Text excerpt:
____

Skip to main content
Moonshine Voice provides native Swift support for iOS through the Swift Package Manager, making it easy to add voice transcription to your iOS apps.

Installation

1

Add Package Dependency

In Xcode, add the Moonshine Swift package:
  1. Right-click on the file view sidebar
  2. Choose “Add Package Dependencies…” from the menu
  3. Paste https://github.com/moonshine-ai/moonshine-swift/ into the search box
  4. Select moonshine-swift and click “Add Package”
The package uses Swift Package Manager (SPM) and is auto-updated from GitHub.
2

Import the Framework

In your Swift files, import the framework:
import MoonshineVoice
3

Add Model Files

Download model files and add them to your app bundle:
# Download English models
pip install moonshine-voice
python -m moonshine_voice.download --language en
Then add the model files to your Xcode project:
  1. Drag the model folder into Xcode
  2. Ensure “Copy items if needed” is checked
  3. Add to target in the deployment phase
4

Configure Permissions

Add microphone permission to your Info.plist:
<key>NSMicrophoneUsageDescription</key>
<string>This app needs microphone access to transcribe your speech</string>

Quick Start Example

Download and try the pre-built example:
# Download example app
wget https://github.com/moonshine-ai/moonshine/releases/latest/download/ios-examples.tar.gz
tar -xzf ios-examples.tar.gz

# Open in Xcode
open Transcriber/Transcriber.xcodeproj
Build and run on your device to see Moonshine Voice in action.

Basic Implementation

SwiftUI Transcription App

Here’s a complete example of a SwiftUI app with live transcription:
import SwiftUI
import MoonshineVoice

struct ContentView: View {
    @State private var isRecording = false
    @State private var messages: [TranscriptLine] = []
    @State private var transcriber: MicTranscriber?
    
    var body: some View {
        VStack {
            // Transcript display
            ScrollViewReader { proxy in
                ScrollView {
                    VStack(alignment: .leading, spacing: 8) {
                        ForEach(messages, id: \.lineId) { message in
                            Text(message.text)
                                .frame(maxWidth: .infinity, alignment: .leading)
                                .padding(.horizontal)
                                .padding(.vertical, 4)
                        }
                        Color.clear
                            .frame(height: 1)
                            .id("bottom")
                    }
                    .padding(.vertical)
                }
                .onChange(of: messages.count) { _, _ in
                    withAnimation {
                        proxy.scrollTo("bottom", anchor: .bottom)
                    }
                }
            }
            
            Spacer()
            
            // Record button
            HStack {
                Spacer()
                Button(action: { toggleRecording() }) {
                    Image(systemName: isRecording ? "mic.fill" : "mic")
                        .font(.system(size: 36))
                        .foregroundColor(isRecording ? .red : .blue)
                        .padding()
                        .background(
                            Circle()
                                .fill(isRecording ? 
                                     Color.red.opacity(0.2) : 
                                     Color.blue.opacity(0.2))
                        )
                }
                Spacer()

____

Data provided:
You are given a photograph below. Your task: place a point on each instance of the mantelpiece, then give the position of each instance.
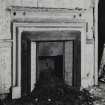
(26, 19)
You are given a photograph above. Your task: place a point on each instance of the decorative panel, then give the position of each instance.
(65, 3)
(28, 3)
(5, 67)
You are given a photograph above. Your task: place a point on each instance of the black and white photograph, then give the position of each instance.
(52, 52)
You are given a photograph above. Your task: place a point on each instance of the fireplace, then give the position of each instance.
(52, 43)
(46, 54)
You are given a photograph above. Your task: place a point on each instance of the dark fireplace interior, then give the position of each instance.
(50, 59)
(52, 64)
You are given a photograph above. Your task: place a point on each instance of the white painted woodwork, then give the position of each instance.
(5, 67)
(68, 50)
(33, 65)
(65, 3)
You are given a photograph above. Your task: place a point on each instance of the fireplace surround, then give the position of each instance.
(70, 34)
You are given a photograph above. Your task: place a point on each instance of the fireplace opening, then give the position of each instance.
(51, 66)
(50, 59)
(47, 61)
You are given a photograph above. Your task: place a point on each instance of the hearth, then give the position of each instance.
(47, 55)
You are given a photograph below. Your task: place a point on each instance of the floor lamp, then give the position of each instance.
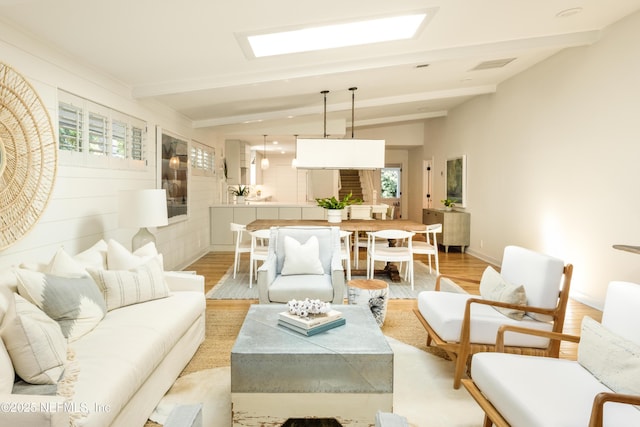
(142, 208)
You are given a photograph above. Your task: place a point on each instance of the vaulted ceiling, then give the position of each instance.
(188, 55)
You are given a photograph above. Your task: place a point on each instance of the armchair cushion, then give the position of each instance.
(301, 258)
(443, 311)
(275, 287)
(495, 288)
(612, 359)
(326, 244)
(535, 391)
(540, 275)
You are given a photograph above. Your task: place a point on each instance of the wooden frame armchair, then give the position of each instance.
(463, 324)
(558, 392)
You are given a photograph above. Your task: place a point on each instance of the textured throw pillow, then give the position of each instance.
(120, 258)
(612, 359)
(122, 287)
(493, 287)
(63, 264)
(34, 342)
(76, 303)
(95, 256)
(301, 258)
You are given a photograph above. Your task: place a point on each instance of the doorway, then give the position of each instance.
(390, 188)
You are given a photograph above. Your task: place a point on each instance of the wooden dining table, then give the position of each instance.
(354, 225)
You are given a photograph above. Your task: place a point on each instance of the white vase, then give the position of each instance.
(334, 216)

____

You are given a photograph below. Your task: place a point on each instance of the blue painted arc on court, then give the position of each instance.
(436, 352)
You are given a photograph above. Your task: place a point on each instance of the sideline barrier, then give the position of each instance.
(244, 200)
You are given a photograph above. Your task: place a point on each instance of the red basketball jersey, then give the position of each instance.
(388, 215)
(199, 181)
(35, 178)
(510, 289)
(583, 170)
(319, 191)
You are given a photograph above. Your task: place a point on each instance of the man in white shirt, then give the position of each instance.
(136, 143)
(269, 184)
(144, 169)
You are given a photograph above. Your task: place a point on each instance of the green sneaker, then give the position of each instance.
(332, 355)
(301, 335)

____

Given task A: According to the Moonshine Voice iOS setup page, which key is added to Info.plist to request microphone permission?
Given task B: Reproduce a passage from the Moonshine Voice iOS setup page, beginning at the words "Skip to main" and stopping after the words "your iOS apps.".

Correct result A: NSMicrophoneUsageDescription

Correct result B:
Skip to main content
Moonshine Voice provides native Swift support for iOS through the Swift Package Manager, making it easy to add voice transcription to your iOS apps.